* _Task details_
Rewrite every one of the items below, replacing "partially cut off or obscured" with "only partly visible" and changing nothing else. Do not include the pictures in your answer.

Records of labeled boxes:
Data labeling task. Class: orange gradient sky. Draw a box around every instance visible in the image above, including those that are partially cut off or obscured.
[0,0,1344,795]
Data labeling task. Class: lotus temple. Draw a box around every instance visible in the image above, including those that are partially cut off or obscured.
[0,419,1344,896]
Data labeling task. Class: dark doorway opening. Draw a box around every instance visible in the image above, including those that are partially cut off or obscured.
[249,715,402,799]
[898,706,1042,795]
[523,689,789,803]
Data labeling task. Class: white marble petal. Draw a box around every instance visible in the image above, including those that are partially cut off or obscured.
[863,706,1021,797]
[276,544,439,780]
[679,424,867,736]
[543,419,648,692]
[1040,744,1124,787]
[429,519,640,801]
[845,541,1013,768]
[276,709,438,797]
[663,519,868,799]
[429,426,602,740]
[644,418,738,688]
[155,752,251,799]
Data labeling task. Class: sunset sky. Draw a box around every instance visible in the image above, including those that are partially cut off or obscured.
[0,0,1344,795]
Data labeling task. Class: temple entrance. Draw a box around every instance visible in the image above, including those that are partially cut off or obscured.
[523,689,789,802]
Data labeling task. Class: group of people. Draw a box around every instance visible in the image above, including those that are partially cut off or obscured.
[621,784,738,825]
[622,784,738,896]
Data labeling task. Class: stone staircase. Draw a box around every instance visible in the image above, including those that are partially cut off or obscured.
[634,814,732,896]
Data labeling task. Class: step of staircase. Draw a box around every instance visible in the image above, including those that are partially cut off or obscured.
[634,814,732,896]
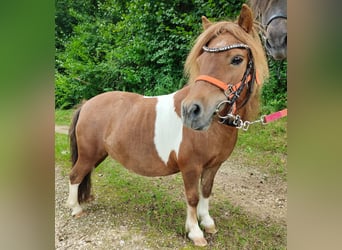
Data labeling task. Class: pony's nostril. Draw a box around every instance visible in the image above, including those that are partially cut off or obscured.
[188,104,201,119]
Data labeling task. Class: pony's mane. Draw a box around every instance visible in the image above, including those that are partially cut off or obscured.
[249,0,271,15]
[184,21,268,119]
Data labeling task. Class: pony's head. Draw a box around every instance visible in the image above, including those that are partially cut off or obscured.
[182,4,268,130]
[250,0,287,60]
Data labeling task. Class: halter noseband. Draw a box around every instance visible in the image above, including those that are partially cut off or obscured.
[195,43,258,127]
[265,14,287,30]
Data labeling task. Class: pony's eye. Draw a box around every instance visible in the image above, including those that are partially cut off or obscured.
[231,56,243,65]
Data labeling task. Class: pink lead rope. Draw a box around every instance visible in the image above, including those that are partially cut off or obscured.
[264,109,287,123]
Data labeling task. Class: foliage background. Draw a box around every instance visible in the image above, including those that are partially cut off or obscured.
[55,0,287,112]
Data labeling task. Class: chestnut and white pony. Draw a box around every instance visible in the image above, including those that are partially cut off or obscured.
[67,5,268,246]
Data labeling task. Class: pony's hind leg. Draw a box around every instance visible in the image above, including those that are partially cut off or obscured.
[67,155,107,217]
[197,167,218,234]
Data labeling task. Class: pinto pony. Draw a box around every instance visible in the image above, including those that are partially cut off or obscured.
[67,5,268,246]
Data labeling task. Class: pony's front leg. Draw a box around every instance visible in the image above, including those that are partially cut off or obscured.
[197,165,220,234]
[197,193,217,234]
[182,168,207,246]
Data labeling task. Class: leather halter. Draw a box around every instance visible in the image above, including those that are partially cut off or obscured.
[195,43,258,127]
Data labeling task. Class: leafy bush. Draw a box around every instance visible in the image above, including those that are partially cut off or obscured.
[55,0,286,111]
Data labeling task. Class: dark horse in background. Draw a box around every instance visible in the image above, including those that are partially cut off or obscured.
[248,0,287,60]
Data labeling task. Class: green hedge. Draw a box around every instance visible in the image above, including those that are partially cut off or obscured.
[55,0,286,109]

* _Written solution_
Data labeling task. Class: orange gradient sky. Draw a box around every instance visible in the image above, including those that are only partly visible.
[0,0,1344,795]
Data labeling task. Class: lotus temple. Draw a box around every instance visible in the image above, including those that are only partly visible.
[0,419,1344,896]
Data labeling task. Class: dark doorway opening. Draw a box around every instance visible in the image above, including those that are only partly visible.
[249,715,402,799]
[898,706,1042,795]
[523,689,789,803]
Data labeling task. Class: white marble petal. Draw a box around every instance visible in the image above, including those that are only partly visible.
[863,706,1021,797]
[276,544,439,780]
[679,424,867,736]
[543,419,648,692]
[1040,744,1124,787]
[429,519,640,801]
[845,541,1013,768]
[276,709,438,797]
[663,519,868,799]
[429,426,602,740]
[644,418,738,688]
[155,752,251,799]
Data labeling task. Class: sunset sky. Draw a box around every instance visible in the image above, including those that are only partly visible.
[0,0,1344,795]
Data labeling task. Class: temple entrance. Draw a box around every instance visible in the image above, including those that are only partly visible.
[523,689,789,802]
Data labeling task. Class: group of people. Draw a box around every instance visible in the image above, including those that are only partly visible.
[621,784,738,825]
[622,784,738,896]
Data labeling task. Class: stone staircase. Draw a box around every instance visible in the image above, including those that are only partly visible.
[634,814,732,896]
Data labeling task. Class: step of staircase. Draw a box around every instance visible in the image above, including those that are only partly visible.
[634,814,732,896]
Data labeling task. Class: pony's nostril. Draw a box around every instance visible in the image above, including those that are only partly visible.
[188,104,201,119]
Data labeling task. Class: pony's mane. Draw a box around every instance visible in the image above, including those that are only partly visible.
[249,0,271,15]
[184,21,268,119]
Data labeling task. Class: pony's head. Draw a box around every instance visible in the image above, including those that are only partly visible.
[182,4,268,130]
[250,0,287,60]
Data labeling task. Class: halter noseband. Draw a box around every instance visible in the image above, including those that are only partly visible.
[195,43,258,127]
[265,14,287,30]
Data labeling task. Class: pony's eye. Draw a box around every instance visible in the image above, including those that are only partly visible.
[231,56,243,65]
Data labeling task. Class: pink lead rope. Draw a box around every instance visible in the image above, including those that are only partly visible.
[264,109,287,123]
Data labeling task. Class: foliage background. Draw a box around every instance visible in the image above, including those that are only partly visible.
[55,0,287,112]
Data labeling task. Class: chestnut and white pony. Draw a box around every instance visible in the image above, including those that are only partly visible.
[67,5,268,246]
Data labeling task. Class: pony's hind leg. Draw a box around every instance visible in the image above, including those that are only partly visible.
[67,155,107,217]
[197,167,218,234]
Data labeling task. Class: pinto pony. Draw a box around every instance visible in the image above, including those that are only partly visible.
[67,5,268,246]
Data labeling task. Class: pony's front leg. Draw a box around every instance visible in the image above, including those that are only partly visible.
[197,165,220,234]
[197,193,217,234]
[182,168,207,246]
Data labeling task. Class: leather halter. Draw a box around every instance visible in the image above, including those that are only partly visible.
[195,43,258,127]
Data labeling task. Class: leafy bush. Draw a box around every instance visible in the image above, including those that are only partly visible.
[55,0,286,111]
Data labeling task. Class: dark horse in background. Draw a box around every instance visible in the image above, including those that are only partly visible.
[248,0,287,60]
Data labeling task. Class: green hedge. Draw a box around every instance visible in the image above, including those that are only partly visible.
[55,0,286,109]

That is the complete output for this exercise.